SEITENAUSZUG:
━━━━━━━━━━━━━━━━━━━━━━━━━━━━━━

"Täglich schaue ich nach Lebenszeichen aus Syrien"
"Noch leben alle zehn Geschwister", sagt der Syrer Omar Sharaf. Keine Toten in der direkten Verwandtschaft sei nach sechs Jahren Krieg in seinem Heimatland nicht die Regel. Der größte Teil seiner Großfamilie lebt inzwischen in der Türkei und in Deutschland.
"Noch leben alle zehn Geschwister", sagt der Syrer Omar Sharaf. Keine Toten in der direkten Verwandtschaft, dies sei nach sechs Jahren Krieg in seinem Heimatland nicht die Regel. Der größte Teil seiner Großfamilie lebt inzwischen in der Türkei und in Deutschland. Zu seinem bei Damaskus gelegen Heimatort, Erbin, hat er täglichen Kontakt, denn dort leben noch zwei Schwestern und ein Bruder mit ihren Familien, in einem umkämpften Gebiet.
"Der Tag fängt normalerweise damit an, dass ich bei ihm frage, ob alles in Ordnung ist, dann erzählt er, ob die Jets schon fliegen, das sind die Militärflugzeuge, die erstmal die Ziele ausmachen und schauen, wo sie bombardieren."

━━━━━━━━━━━━━━━━━━━━━━━━━━━━━━

ANGEZEIGTE DATEN:
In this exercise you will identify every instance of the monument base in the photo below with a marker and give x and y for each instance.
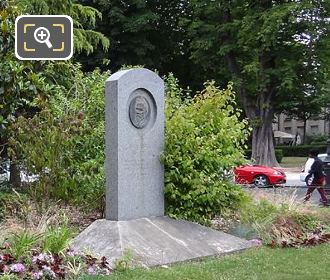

━━━━━━━━━━━━━━━━━━━━━━━━━━━━━━

WORUM ES GEHT: Welche Geschwister von Omar Sharaf leben laut Seitenauszug noch in Erbin? Bitte antworten Sie in einem Satz. Die Daten haben mit dem Seitenauszug nichts zu tun.

GELÖSTE AUFGABE: In Erbin leben noch zwei Schwestern und ein Bruder mit ihren Familien.